#### ТЕКСТ ДЛЯ ИЗУЧЕНИЯ ####
Слово свое они сдержали. Через несколько часов десант пошел на прорыв. Мы слышали, как позади, на истерзанном клочке эльтигенской земли, зазвучали резкие очереди автоматов и пулеметов.

Они сдержали слово!.. Не так давно я совершенно неожиданно получил живое свидетельство об этом беспримерном подвиге. Ко мне в Москву заехал Василий Толстов, работающий ныне на одном из подмосковных заводов, и мы сидели, глядя на раскинувшийся за окном проспект Мира, и вспоминали Эльтиген. Вдруг мой собеседник, что-то припомнив, улыбнулся испросил:

— А не помните ли вы, товарищ генерал, старика Ефименко? Жив ведь дядька! Я в прошлом году был в станице. Василий Афанасьевич вернулся из плена. Не глядите, что шестьдесят лет и столько пришлось перенести, — работает в колхозе за милую душу. Хотите, дам адрес?

Вскоре из станицы Лысогорской пришло письмо от старого казака.

"Привет с Кавказа и добрый день, дорогой товарищ и командир 318-й Новороссийской Василий Федорович!

Хочу вам объяснить, что много прошло времени, но кое-что еще осталось в памяти, как 36 суток стояли ни шагу назад. Но теперь отставим это в сторону, как вам известное. 5 декабря меня в 4 часа ранило в голову. Пробило каску осколком, не утерявшим силы. Все же остался жив. Толстов прибежал в госпиталь часов в семь вечера и говорит: "Дядя, наш десант делится на две части, кто поздоровей — идут на прорыв, а слабые, которые могут держать оружие, остаются в заслоне". Он прибег забрать меня с собой, на прорыв, но я не мог и так остался на защите переднего края с автоматом, и еще осталась часть ручных гранат.

Всю ночь напролет немец тут не давал нам покоя, но мы до утра отбивались, пока были боеприпасы. Утром пошли танки, и все было закончено с "Огненной землей".
####
УСЛОВИЯ ЗАДАНИЯ:
• a. Ответьте по тексту об Эльтигене на три вопроса:
(i) Где ныне работает Василий Толстов?
(ii) Из какой станицы пришло письмо от старого казака?
(iii) Сколько суток, по словам автора письма, стояли «ни шагу назад»?
• b. Подхватите текст об Эльтигене и продолжите его с того места, где он заканчивается.
Приведённые далее данные — самостоятельный материал, не связанный с текстом.
#### ИЗВЛЕЧЁННЫЕ ДАННЫЕ ####
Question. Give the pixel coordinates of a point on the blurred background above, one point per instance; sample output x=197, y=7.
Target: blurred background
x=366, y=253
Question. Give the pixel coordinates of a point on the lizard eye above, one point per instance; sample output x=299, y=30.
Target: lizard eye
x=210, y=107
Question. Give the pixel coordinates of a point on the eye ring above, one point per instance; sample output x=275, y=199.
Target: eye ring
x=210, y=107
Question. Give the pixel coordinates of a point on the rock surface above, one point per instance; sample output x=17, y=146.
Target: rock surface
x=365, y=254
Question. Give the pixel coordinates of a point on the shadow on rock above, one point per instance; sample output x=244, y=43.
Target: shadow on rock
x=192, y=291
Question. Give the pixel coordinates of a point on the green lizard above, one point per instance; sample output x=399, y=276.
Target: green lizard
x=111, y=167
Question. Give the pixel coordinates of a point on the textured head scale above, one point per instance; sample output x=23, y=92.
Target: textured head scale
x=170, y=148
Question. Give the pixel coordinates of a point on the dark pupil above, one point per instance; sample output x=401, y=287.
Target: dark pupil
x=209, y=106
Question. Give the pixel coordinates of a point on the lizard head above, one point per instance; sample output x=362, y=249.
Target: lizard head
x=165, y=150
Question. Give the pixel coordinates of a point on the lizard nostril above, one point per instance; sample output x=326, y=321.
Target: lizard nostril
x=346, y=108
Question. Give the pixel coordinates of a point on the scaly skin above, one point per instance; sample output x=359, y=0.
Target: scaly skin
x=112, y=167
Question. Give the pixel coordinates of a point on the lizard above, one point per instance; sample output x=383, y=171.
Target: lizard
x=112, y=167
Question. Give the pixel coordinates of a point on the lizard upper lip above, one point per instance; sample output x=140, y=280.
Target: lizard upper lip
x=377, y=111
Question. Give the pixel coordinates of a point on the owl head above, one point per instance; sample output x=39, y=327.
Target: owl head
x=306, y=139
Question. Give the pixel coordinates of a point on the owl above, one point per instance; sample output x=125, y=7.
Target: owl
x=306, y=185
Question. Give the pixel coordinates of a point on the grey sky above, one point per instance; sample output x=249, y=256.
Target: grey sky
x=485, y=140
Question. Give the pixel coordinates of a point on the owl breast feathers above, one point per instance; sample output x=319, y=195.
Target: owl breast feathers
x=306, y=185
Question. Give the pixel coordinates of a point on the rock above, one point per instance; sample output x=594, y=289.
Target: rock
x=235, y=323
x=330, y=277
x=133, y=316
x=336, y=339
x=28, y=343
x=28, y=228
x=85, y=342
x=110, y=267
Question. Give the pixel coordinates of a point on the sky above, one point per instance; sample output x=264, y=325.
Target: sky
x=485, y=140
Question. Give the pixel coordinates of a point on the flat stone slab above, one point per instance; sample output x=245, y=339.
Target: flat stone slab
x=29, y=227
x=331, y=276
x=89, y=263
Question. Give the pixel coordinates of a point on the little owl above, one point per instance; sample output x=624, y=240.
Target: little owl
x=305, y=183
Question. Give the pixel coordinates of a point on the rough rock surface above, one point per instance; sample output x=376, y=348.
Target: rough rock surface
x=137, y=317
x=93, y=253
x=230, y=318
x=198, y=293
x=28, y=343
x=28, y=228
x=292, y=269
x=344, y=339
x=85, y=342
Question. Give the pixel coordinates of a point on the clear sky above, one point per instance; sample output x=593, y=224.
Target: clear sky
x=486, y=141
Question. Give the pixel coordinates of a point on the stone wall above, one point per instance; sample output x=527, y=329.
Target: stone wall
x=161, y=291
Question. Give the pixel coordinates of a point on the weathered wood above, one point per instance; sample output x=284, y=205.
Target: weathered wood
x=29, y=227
####
ПИСЬМЕННЫЕ ОТВЕТЫ:
• a.
(i) На одном из подмосковных заводов.
(ii) Из станицы Лысогорской.
(iii) 36 суток.

• b.
И тогда фашисты стали сгонять всех к морю. Кто был совсем без движения, того пристреливали. К круче, где был наш санбат, стащили всех раненых, и так собрались у самого моря. Немецкий полковник через переводчика сказал: "Это все коммунисты, очень долго не сдавались" — и приказал всех расстрелять. Набежали автоматчики. И в это время с Тамани ударила наша артиллерия и налетели наши самолеты. Многие враги нашли себе могилу в этот веселый час. Конечно, и наших много осталось на месте, но главное — покрошили тут фашистов. Так продолжалось до трех раз. Только соберутся, наши как вдарят! Опять бегство и паника…"

Могучий организм казака выдержал. В. А. Ефименко остался жив, и начались для него мучения фашистского плена. Из Севастополя в числе других пленных он был увезен в Германию в лагерь. Отсюда каждый день сотни истощенных, избитых людей отправляли в могилу. "А фашисты говорили — из песка сделаем чернозем". С помощью русского военнопленного врача удалось Ефименко попасть в команду, отправлявшуюся на крестьянские работы на запад Германии. Дом, огороженный колючей проволокой. Днём солдат разводят по хозяевам, а на ночь — опять за проволоку. Отсюда в конце войны Ефименко с товарищами совершил побег, прикончив двух часовых.

Последние строчки письма:

"С тем заканчиваю, дорогой друг и товарищ генерал! Конечно, всего описать невозможно. Но все же нет-нет да и вспомнишь. Немного о себе. Мы с бабкой живем вдвоем. Жизнь хорошая, но здоровье сдает по причине всех этих переживаний. А так живу, работаю понемногу в колхозе. Имею двух сыновей. Один служит уже шесть лет, а другого, меньшого, недавно проводил в армию для прохождения воинской службы. Ефименки еще послужат!"

После выхода первого издания книги стали приходить письма отовсюду. К радости нашей, многие из товарищей, которых мы считали погибшими, здравствуют и поныне. Пишет мне бывший пулеметчик, а ныне слесарь Ростсельмаша А. Г. Журавлев. Волнующее письмо прислал Сергей Рубенович Асатурьян. Он входил в состав группы из 30 человек, которая должна была продержаться в Эльтигене, пока десант не покинет плацдарм. Группой командовал лейтенант Евгений Котляров. Бойцы выполнили приказ. Но в живых остались немногие, и еще меньше выжило после фашистских зверств. Ныне Сергей Рубенович — директор спортивной школы во Владимире, судья всесоюзной категории.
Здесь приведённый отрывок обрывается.